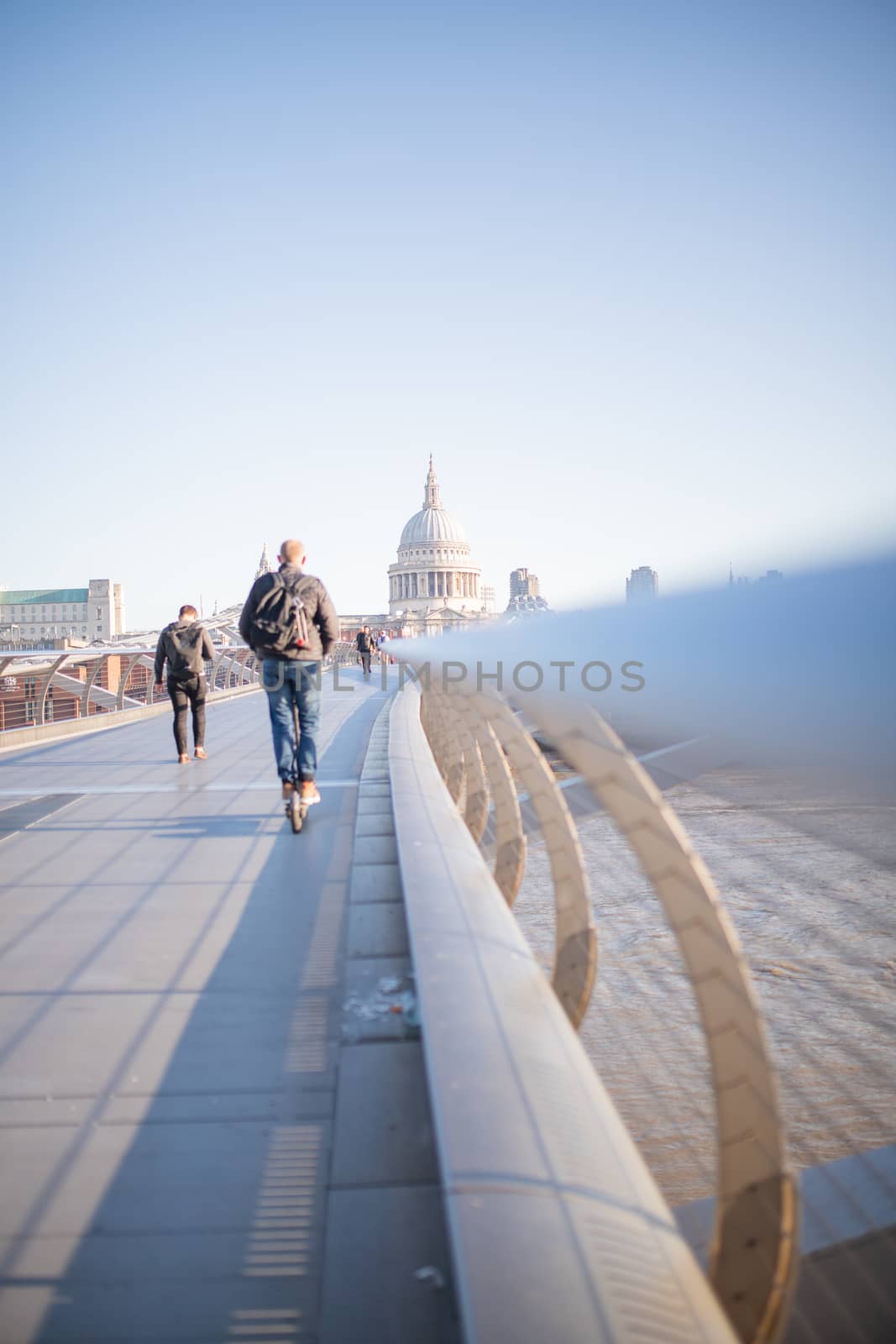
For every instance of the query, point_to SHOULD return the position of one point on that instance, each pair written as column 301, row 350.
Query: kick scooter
column 296, row 810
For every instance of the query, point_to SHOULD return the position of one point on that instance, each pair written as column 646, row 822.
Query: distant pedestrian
column 364, row 649
column 291, row 622
column 186, row 645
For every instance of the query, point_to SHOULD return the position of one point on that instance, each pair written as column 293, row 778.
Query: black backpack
column 280, row 622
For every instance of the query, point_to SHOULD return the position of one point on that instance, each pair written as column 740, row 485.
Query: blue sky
column 625, row 269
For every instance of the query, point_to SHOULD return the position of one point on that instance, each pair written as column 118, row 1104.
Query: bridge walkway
column 203, row 1133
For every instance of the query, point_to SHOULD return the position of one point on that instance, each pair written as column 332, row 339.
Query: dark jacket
column 187, row 647
column 322, row 622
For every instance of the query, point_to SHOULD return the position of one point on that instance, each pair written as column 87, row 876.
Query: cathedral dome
column 432, row 524
column 434, row 570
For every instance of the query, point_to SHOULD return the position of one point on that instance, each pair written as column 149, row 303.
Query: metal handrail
column 94, row 699
column 233, row 667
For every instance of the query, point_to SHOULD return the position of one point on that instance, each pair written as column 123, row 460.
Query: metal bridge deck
column 170, row 988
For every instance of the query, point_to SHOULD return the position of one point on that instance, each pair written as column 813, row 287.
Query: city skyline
column 624, row 270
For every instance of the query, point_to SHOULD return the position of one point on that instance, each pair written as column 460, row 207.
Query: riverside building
column 90, row 613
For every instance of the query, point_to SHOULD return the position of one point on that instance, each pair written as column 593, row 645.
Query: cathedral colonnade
column 434, row 584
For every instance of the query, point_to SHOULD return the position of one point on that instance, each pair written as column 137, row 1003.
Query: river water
column 808, row 878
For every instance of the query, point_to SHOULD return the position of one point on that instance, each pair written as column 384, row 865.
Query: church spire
column 264, row 564
column 432, row 497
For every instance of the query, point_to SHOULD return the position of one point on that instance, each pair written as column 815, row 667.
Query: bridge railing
column 42, row 690
column 721, row 675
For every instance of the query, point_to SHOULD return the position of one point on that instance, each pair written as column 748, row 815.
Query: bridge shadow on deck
column 196, row 1214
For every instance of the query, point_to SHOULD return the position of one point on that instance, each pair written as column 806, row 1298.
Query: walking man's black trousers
column 190, row 691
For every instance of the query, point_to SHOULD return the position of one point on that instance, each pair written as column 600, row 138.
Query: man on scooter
column 291, row 622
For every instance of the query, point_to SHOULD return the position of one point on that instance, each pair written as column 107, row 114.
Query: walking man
column 291, row 622
column 364, row 649
column 187, row 647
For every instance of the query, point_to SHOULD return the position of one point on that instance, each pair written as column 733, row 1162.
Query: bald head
column 291, row 553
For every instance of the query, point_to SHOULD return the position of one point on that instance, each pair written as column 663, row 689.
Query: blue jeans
column 291, row 683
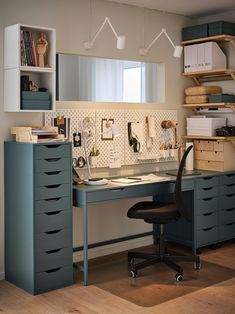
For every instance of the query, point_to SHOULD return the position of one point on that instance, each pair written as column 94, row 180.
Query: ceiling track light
column 121, row 40
column 177, row 49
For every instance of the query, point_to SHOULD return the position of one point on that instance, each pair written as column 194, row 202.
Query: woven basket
column 203, row 90
column 196, row 99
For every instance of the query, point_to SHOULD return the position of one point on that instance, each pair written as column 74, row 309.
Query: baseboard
column 2, row 276
column 114, row 248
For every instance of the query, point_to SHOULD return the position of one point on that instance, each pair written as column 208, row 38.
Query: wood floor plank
column 217, row 298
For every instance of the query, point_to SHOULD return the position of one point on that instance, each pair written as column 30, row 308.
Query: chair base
column 153, row 258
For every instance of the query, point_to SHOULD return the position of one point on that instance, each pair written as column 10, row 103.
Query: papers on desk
column 137, row 179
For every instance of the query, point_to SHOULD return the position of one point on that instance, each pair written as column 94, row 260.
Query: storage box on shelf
column 28, row 134
column 21, row 59
column 203, row 126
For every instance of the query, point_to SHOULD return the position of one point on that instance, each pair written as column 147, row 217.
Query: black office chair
column 162, row 213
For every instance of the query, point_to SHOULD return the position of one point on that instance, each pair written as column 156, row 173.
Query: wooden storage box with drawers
column 214, row 155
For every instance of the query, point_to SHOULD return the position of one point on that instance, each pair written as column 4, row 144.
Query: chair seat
column 154, row 212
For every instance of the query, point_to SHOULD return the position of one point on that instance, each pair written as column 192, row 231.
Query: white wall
column 74, row 21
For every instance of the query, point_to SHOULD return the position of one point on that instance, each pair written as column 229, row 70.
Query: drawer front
column 53, row 279
column 227, row 179
column 209, row 165
column 227, row 189
column 207, row 236
column 227, row 232
column 207, row 192
column 227, row 201
column 205, row 205
column 227, row 216
column 52, row 151
column 53, row 220
column 218, row 146
column 207, row 220
column 53, row 259
column 52, row 204
column 52, row 177
column 204, row 145
column 207, row 182
column 52, row 240
column 53, row 191
column 52, row 164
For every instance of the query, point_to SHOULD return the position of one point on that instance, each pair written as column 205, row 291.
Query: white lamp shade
column 121, row 42
column 178, row 51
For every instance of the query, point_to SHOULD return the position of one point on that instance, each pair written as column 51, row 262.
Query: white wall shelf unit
column 15, row 66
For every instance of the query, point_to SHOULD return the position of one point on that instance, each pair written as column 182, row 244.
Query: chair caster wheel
column 178, row 277
column 133, row 273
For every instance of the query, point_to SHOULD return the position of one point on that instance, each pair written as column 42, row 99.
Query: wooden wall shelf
column 211, row 75
column 230, row 105
column 218, row 38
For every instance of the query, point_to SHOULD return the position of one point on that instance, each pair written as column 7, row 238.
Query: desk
column 208, row 207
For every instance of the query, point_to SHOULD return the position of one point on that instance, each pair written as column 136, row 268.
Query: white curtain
column 100, row 79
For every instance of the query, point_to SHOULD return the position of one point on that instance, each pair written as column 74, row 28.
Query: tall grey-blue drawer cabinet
column 38, row 215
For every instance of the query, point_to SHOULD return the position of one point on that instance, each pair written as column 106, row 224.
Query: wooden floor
column 218, row 298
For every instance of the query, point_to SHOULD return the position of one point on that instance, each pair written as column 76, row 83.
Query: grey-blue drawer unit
column 48, row 221
column 51, row 151
column 52, row 177
column 206, row 182
column 206, row 204
column 53, row 279
column 38, row 218
column 52, row 204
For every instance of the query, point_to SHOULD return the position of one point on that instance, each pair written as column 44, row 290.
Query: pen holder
column 93, row 160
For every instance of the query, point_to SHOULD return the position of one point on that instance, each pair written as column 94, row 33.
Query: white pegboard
column 104, row 146
column 132, row 157
column 121, row 118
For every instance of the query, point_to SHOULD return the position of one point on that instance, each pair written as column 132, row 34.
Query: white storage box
column 204, row 126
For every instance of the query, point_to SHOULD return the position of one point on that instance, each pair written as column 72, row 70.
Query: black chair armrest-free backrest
column 184, row 212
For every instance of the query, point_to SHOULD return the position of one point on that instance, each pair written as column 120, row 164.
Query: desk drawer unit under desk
column 39, row 217
column 227, row 207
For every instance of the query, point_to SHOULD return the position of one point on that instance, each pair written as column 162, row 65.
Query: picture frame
column 106, row 132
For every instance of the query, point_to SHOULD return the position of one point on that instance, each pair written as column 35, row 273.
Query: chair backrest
column 183, row 210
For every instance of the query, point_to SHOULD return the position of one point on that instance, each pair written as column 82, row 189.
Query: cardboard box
column 194, row 32
column 221, row 28
column 204, row 126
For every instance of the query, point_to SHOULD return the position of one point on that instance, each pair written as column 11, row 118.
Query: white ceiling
column 192, row 8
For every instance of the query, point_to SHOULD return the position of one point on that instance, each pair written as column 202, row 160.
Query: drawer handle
column 52, row 159
column 53, row 251
column 207, row 229
column 230, row 209
column 52, row 186
column 207, row 199
column 52, row 173
column 207, row 214
column 53, row 199
column 53, row 232
column 53, row 270
column 52, row 213
column 54, row 146
column 230, row 224
column 207, row 189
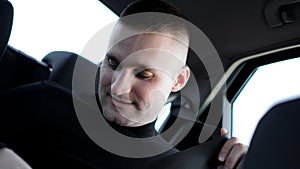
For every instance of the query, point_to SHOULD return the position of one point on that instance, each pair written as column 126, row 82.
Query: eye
column 112, row 63
column 145, row 75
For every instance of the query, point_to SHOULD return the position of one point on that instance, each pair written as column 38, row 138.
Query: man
column 144, row 63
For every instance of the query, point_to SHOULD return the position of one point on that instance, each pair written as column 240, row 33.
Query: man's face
column 137, row 76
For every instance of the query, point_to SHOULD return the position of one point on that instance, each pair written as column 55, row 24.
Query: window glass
column 44, row 26
column 41, row 27
column 270, row 85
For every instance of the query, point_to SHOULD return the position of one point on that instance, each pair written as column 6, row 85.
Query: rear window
column 269, row 85
column 41, row 27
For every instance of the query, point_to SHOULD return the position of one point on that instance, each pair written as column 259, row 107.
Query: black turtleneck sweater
column 40, row 124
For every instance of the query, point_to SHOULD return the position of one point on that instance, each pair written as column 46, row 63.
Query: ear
column 181, row 79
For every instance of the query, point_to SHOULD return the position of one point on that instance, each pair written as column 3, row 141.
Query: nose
column 121, row 83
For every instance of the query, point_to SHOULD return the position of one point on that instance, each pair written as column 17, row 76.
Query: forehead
column 149, row 50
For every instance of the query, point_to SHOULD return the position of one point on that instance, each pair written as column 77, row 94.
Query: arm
column 232, row 153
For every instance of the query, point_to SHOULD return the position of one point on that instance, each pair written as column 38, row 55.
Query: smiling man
column 145, row 61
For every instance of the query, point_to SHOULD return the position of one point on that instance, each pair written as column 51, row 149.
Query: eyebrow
column 112, row 57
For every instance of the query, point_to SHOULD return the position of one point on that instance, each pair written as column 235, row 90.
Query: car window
column 269, row 85
column 40, row 27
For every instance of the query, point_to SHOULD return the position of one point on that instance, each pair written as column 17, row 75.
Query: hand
column 9, row 159
column 232, row 153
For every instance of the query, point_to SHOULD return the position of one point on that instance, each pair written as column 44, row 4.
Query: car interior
column 245, row 35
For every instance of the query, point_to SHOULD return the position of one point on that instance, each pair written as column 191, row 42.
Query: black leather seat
column 276, row 141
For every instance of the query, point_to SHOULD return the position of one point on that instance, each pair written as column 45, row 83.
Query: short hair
column 163, row 17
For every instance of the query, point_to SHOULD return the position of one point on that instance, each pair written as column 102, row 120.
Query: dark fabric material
column 39, row 123
column 2, row 145
column 275, row 143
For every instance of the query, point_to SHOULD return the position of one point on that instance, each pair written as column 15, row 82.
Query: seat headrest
column 275, row 143
column 6, row 19
column 63, row 63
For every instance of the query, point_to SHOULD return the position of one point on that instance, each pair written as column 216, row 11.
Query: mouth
column 120, row 103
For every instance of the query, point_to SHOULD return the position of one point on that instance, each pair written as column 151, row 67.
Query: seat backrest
column 6, row 19
column 275, row 143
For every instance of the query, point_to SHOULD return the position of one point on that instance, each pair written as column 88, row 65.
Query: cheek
column 147, row 91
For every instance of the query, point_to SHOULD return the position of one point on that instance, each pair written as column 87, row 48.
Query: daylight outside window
column 40, row 27
column 270, row 85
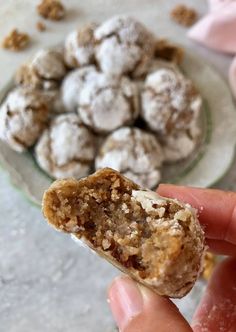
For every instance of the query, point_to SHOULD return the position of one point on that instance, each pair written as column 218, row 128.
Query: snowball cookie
column 133, row 152
column 125, row 46
column 44, row 71
column 66, row 148
column 79, row 47
column 107, row 102
column 180, row 145
column 170, row 102
column 72, row 85
column 54, row 101
column 23, row 116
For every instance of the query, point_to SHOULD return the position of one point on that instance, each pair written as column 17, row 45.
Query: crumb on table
column 51, row 9
column 40, row 26
column 16, row 40
column 208, row 265
column 184, row 15
column 168, row 51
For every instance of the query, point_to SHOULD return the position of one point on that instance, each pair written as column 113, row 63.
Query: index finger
column 217, row 209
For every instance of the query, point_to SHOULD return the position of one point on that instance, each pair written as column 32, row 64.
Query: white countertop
column 43, row 279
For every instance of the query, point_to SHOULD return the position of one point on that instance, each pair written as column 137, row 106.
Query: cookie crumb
column 40, row 26
column 51, row 9
column 184, row 15
column 168, row 51
column 208, row 265
column 16, row 40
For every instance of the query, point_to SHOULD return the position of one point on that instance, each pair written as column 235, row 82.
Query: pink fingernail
column 126, row 300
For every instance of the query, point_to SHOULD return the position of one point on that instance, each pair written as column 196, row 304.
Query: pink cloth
column 217, row 30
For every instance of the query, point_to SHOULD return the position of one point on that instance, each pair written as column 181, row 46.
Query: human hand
column 137, row 309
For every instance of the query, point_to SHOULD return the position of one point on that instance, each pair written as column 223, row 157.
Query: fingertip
column 137, row 308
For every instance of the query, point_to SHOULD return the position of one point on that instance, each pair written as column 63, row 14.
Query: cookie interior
column 103, row 211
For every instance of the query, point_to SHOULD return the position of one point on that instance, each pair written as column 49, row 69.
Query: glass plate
column 207, row 165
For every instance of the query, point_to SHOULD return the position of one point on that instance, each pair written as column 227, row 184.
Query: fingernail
column 126, row 300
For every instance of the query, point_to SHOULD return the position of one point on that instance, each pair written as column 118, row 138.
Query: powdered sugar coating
column 107, row 102
column 66, row 148
column 133, row 152
column 169, row 101
column 73, row 84
column 180, row 145
column 125, row 46
column 44, row 71
column 23, row 115
column 80, row 47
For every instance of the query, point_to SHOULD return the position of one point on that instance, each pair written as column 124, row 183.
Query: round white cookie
column 23, row 116
column 73, row 84
column 134, row 153
column 169, row 101
column 44, row 71
column 124, row 46
column 66, row 148
column 107, row 102
column 180, row 145
column 79, row 47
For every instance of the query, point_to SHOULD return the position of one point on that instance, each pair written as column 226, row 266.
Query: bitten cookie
column 44, row 71
column 23, row 116
column 124, row 46
column 66, row 148
column 73, row 84
column 133, row 152
column 156, row 240
column 170, row 102
column 106, row 103
column 79, row 49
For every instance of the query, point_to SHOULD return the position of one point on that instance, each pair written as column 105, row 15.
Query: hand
column 137, row 309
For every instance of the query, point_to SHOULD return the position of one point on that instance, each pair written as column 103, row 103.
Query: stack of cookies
column 108, row 98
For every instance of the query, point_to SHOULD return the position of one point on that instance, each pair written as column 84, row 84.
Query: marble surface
column 47, row 283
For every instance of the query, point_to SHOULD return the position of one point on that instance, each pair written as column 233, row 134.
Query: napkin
column 217, row 30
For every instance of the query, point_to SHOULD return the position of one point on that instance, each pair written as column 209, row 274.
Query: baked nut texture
column 79, row 49
column 66, row 148
column 16, row 41
column 73, row 84
column 157, row 241
column 44, row 71
column 170, row 102
column 107, row 102
column 23, row 116
column 51, row 9
column 124, row 46
column 134, row 153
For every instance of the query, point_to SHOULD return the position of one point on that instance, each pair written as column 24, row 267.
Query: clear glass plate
column 208, row 164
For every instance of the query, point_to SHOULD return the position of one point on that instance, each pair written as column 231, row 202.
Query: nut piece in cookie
column 170, row 102
column 124, row 46
column 44, row 71
column 184, row 15
column 73, row 84
column 107, row 102
column 165, row 50
column 51, row 9
column 23, row 116
column 16, row 40
column 66, row 148
column 79, row 49
column 134, row 153
column 209, row 263
column 157, row 241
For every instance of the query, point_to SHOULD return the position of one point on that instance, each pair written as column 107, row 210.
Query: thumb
column 137, row 309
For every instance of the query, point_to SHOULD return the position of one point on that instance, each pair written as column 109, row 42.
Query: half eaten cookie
column 157, row 241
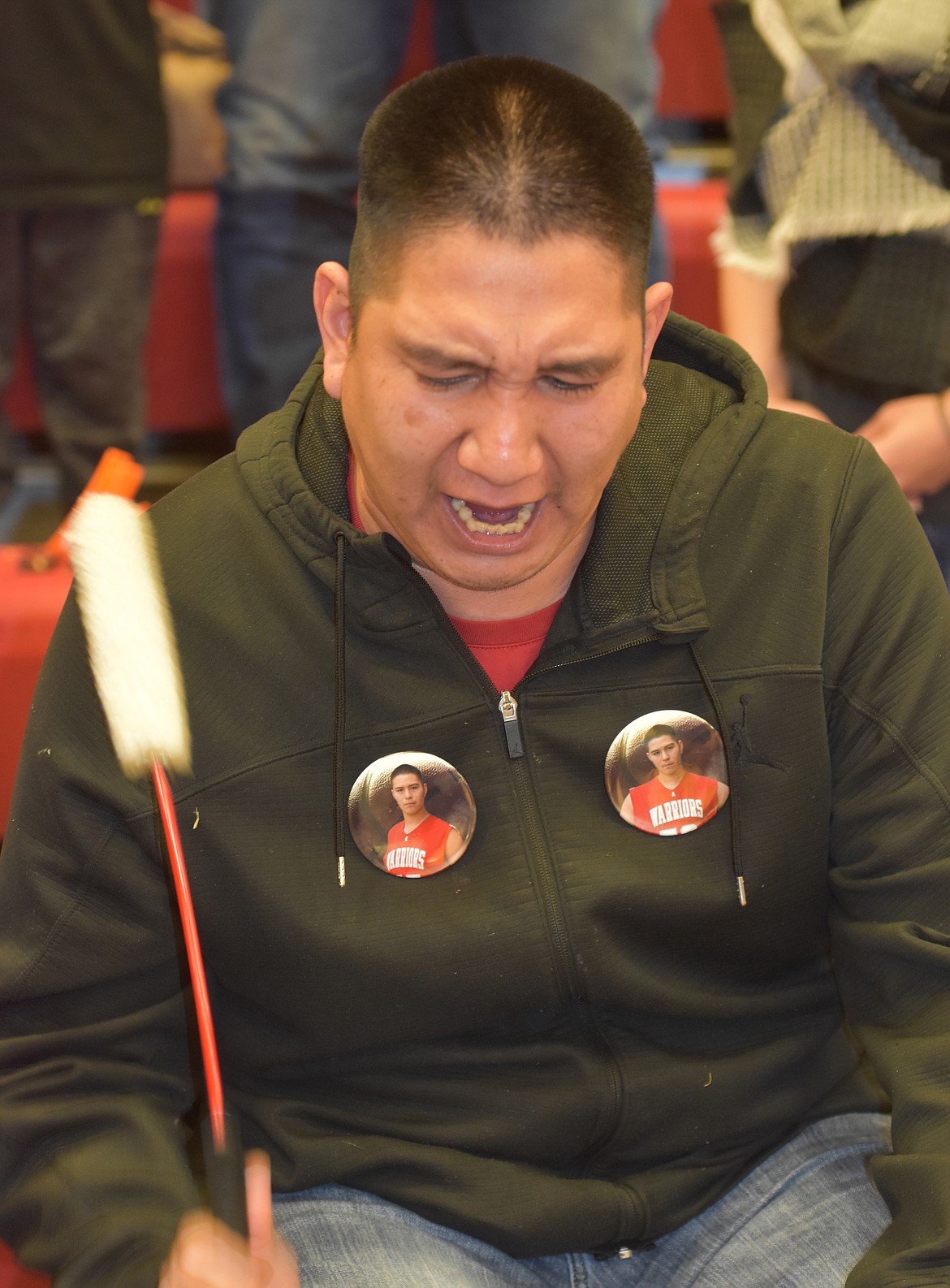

# # # #

• [Instructions for the task]: Can you reproduce, line for line and unchanged, the entries starting at the line that contains "136, row 268." and ending at the line that contains "column 218, row 298", with both of those lines included?

• [The solution]:
For every instance of the query, point_to SHOULD return the position of one point on that instance, each pair written as column 136, row 268.
Query: white curtain
column 100, row 79
For every instance of the query, point_to SHOULD return the position of one point on that instance, each pair written as column 74, row 28.
Query: tall grey-blue drawer cabinet
column 38, row 215
For every instance of the query, point_to SHOULD return the position of one point on that instance, each pair written as column 106, row 224.
Query: wooden floor
column 218, row 298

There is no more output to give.